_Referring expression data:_
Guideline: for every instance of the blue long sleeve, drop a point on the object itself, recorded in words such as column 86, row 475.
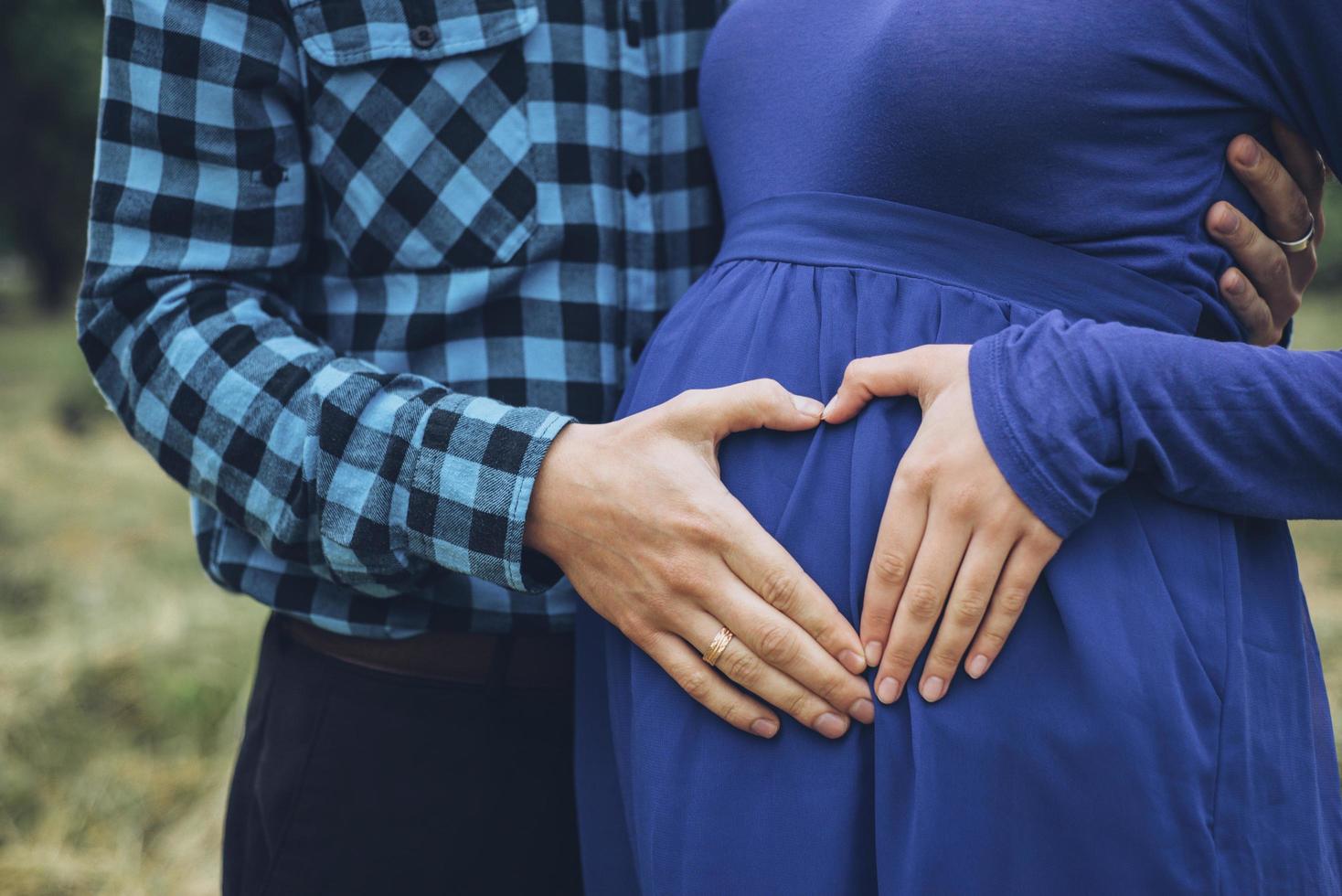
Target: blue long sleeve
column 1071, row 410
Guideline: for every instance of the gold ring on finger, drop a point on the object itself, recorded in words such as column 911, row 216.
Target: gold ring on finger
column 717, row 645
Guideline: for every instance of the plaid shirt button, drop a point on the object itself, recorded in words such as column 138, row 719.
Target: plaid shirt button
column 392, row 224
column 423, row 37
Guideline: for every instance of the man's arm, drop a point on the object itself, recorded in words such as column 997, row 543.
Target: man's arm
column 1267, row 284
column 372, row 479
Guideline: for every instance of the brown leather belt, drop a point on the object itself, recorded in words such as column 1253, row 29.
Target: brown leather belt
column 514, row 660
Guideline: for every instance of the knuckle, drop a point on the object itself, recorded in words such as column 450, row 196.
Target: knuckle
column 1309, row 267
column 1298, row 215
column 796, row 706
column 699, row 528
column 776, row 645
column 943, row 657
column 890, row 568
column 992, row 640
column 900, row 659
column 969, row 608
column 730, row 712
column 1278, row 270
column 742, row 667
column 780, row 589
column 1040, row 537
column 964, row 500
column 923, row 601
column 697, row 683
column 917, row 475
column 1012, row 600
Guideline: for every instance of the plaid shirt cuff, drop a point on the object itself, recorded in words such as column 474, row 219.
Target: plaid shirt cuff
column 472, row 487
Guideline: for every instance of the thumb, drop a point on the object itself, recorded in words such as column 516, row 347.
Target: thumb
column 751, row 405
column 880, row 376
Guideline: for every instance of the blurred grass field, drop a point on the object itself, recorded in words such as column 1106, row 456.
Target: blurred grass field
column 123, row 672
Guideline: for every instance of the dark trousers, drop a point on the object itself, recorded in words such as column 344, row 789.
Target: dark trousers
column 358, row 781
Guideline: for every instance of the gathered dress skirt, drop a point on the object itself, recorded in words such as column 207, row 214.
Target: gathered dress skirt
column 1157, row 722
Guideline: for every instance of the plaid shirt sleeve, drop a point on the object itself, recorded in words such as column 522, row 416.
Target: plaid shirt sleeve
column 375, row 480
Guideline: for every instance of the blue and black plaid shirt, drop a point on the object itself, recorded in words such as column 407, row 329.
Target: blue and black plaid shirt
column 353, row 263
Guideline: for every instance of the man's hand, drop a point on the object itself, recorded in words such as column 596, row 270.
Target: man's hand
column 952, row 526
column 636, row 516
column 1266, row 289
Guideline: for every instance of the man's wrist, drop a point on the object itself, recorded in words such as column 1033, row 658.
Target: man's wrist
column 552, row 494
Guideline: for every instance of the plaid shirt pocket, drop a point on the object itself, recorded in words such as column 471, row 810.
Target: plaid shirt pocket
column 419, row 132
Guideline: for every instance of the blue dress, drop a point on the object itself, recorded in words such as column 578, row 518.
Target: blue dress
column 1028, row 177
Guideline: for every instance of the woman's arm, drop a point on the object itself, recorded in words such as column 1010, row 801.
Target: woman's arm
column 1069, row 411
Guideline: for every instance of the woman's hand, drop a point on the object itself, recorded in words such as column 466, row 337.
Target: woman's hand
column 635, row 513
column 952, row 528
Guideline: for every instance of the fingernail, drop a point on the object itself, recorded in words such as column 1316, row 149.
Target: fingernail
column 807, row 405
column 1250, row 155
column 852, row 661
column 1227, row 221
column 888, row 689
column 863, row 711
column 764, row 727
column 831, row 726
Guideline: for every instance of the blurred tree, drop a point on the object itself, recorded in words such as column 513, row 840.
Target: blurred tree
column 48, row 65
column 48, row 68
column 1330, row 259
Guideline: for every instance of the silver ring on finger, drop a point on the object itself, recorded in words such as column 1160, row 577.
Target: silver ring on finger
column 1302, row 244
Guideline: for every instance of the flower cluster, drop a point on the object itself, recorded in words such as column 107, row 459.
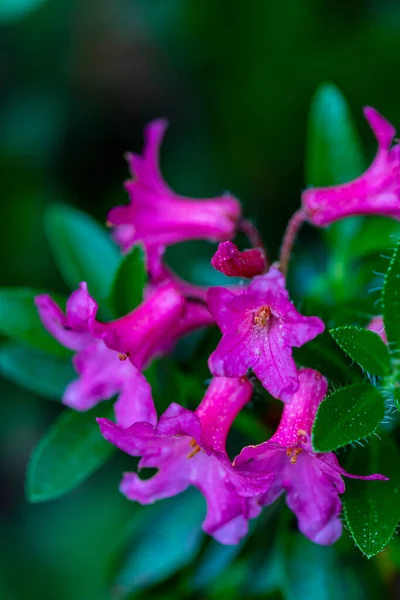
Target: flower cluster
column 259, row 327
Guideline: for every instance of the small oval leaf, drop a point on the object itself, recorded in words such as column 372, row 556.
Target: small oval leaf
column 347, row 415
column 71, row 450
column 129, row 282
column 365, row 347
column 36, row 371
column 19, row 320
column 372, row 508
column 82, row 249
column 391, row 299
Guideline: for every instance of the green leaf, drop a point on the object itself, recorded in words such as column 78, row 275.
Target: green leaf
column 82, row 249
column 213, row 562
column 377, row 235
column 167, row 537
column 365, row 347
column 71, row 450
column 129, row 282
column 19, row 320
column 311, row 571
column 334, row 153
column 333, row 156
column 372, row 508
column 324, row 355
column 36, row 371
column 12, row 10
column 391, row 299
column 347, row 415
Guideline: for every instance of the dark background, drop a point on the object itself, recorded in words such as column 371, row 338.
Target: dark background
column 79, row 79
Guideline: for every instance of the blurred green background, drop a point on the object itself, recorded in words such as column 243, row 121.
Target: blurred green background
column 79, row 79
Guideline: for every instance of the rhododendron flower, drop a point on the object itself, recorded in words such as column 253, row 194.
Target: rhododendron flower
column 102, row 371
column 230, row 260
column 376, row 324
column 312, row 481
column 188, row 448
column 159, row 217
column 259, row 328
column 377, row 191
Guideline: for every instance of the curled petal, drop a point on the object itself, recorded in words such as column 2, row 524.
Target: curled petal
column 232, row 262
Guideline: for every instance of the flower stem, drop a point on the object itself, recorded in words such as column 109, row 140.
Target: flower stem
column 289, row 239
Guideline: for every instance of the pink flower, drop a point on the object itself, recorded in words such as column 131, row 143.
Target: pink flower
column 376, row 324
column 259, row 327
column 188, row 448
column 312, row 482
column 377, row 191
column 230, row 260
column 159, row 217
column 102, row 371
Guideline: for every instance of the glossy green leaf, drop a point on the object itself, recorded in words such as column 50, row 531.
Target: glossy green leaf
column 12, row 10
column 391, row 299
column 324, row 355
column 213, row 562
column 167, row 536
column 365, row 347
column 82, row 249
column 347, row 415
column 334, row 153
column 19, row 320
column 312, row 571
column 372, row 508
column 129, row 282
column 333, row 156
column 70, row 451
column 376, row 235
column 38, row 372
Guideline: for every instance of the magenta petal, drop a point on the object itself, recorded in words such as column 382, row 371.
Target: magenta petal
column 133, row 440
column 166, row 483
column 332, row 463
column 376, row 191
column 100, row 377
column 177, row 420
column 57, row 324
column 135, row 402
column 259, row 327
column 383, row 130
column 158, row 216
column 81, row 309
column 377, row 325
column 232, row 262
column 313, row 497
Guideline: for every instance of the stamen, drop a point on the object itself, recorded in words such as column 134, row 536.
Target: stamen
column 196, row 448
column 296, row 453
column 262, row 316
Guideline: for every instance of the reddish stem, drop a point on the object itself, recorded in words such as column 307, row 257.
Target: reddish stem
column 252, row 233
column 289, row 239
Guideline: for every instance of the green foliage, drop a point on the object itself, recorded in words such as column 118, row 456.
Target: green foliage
==
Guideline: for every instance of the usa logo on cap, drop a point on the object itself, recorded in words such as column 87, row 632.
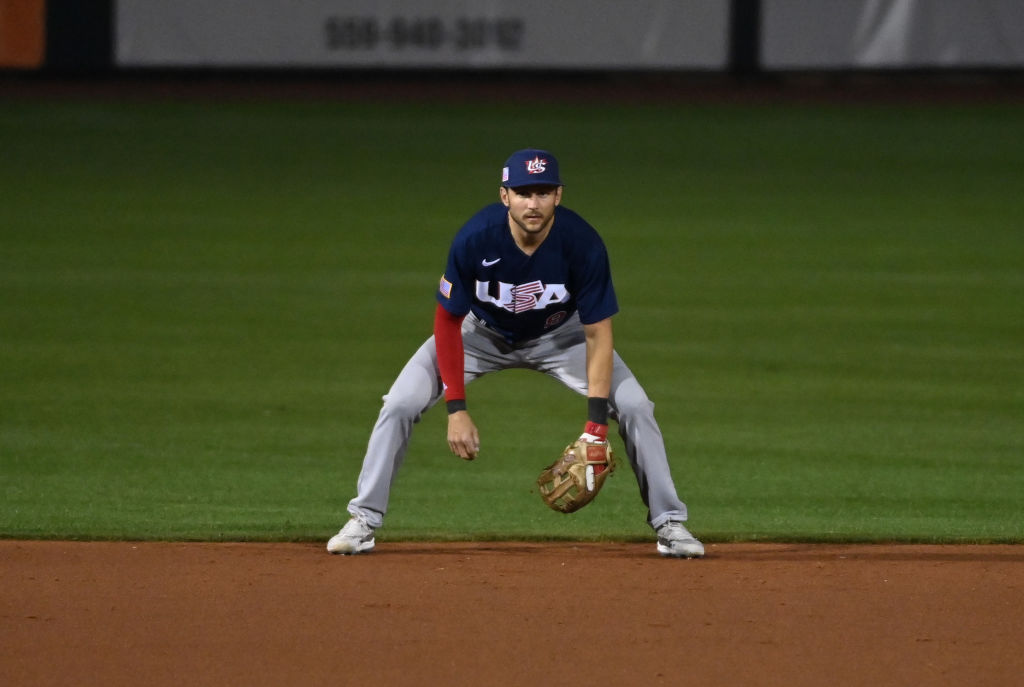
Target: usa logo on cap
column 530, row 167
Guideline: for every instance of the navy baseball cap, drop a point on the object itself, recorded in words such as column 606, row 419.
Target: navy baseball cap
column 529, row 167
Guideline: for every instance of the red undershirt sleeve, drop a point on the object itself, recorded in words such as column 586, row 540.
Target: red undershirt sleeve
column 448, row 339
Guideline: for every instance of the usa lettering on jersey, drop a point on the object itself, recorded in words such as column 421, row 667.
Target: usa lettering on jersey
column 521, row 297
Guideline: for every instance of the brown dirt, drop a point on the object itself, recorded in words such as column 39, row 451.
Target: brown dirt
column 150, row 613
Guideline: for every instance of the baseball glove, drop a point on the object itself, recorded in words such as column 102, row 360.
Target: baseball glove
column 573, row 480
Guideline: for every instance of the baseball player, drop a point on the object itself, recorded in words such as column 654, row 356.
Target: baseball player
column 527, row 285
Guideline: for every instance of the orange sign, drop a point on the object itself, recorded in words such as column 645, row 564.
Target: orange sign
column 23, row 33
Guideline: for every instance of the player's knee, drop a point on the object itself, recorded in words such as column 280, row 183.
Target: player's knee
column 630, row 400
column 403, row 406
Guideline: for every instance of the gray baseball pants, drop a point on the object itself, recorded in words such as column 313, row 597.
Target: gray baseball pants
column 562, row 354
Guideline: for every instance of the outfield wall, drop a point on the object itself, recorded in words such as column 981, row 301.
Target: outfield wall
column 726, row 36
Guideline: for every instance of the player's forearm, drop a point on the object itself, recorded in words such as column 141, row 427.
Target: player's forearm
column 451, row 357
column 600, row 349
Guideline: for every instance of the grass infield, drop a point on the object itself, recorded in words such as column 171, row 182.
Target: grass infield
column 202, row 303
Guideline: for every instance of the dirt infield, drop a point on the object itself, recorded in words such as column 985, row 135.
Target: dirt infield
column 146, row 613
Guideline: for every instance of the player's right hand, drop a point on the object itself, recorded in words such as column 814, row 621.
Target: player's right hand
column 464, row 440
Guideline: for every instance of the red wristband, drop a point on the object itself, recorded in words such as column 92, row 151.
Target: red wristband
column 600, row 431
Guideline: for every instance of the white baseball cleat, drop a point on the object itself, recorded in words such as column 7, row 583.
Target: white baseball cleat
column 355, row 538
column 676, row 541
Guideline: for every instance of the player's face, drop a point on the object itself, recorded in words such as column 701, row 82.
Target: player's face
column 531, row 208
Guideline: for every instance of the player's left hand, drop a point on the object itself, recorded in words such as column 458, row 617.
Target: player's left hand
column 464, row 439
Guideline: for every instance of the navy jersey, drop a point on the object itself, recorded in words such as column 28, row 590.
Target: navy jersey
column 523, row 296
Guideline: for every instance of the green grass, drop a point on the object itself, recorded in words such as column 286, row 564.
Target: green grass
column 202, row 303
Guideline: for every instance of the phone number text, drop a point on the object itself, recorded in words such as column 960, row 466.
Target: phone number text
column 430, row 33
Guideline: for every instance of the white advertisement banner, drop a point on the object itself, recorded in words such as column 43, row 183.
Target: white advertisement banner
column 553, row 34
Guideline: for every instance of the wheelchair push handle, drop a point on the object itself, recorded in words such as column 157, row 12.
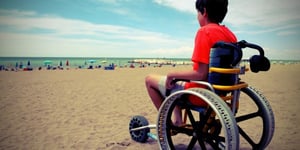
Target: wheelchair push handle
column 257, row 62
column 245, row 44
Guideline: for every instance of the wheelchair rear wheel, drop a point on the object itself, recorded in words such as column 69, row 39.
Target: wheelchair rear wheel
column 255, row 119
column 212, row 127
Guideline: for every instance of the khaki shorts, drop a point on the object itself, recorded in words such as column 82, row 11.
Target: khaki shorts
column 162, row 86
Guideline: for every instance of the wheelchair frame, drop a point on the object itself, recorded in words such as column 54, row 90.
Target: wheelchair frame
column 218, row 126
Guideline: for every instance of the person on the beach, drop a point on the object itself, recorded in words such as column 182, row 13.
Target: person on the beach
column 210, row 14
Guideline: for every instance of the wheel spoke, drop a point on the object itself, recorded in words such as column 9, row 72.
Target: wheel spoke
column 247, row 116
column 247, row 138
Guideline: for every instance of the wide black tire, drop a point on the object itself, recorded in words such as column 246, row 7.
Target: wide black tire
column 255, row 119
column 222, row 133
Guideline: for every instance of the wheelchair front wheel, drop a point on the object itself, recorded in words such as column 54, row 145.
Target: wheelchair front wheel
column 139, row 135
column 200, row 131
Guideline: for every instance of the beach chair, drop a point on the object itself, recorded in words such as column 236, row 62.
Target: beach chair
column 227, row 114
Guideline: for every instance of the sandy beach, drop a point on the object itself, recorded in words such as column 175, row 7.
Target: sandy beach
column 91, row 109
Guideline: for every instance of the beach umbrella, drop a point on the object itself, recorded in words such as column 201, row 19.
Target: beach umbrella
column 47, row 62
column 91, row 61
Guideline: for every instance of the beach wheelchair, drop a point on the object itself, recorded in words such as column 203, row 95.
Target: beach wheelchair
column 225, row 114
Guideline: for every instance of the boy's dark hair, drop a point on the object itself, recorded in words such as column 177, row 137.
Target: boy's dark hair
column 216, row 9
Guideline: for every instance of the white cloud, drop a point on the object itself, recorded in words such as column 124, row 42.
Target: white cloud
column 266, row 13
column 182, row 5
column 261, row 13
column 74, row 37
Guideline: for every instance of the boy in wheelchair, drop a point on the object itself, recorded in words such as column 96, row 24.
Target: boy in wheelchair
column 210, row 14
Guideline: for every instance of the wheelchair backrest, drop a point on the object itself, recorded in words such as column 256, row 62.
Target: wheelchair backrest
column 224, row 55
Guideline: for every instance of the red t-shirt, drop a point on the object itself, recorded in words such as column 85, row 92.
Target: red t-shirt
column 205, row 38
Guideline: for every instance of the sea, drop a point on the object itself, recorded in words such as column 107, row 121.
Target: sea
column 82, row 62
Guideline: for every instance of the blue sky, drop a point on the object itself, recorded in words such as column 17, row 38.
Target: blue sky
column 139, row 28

_WHAT TO DO:_ Every line above in the stretch from the one with "Guideline: for every instance of the blue long" through the one with "Guideline: for every instance of the brown leather" is to be transcribed exactly, ends included. No picture is copied.

_RESPONSE BELOW:_
Guideline: for every instance of the blue long sleeve, drop a point on the object itself, recorded in words such as column 86, row 475.
Target: blue long sleeve
column 1071, row 410
Guideline: for every instance of the gold ring on finger, drop a point on the object itself, recorded in words such as column 911, row 216.
Target: gold ring on finger
column 717, row 645
Guideline: for every instance of the plaid shirt button, drop a point on the object itself, recorded in words such as column 138, row 719.
Target: plaid shirt button
column 392, row 224
column 423, row 37
Guideline: for every instance of the man's arm, drop a point on the object itself, recorded in words such as column 997, row 543.
Target: man's arm
column 1267, row 284
column 372, row 479
Guideline: for every instance of the brown leather belt, drop a point on the object itself, recorded in words such as column 1253, row 29.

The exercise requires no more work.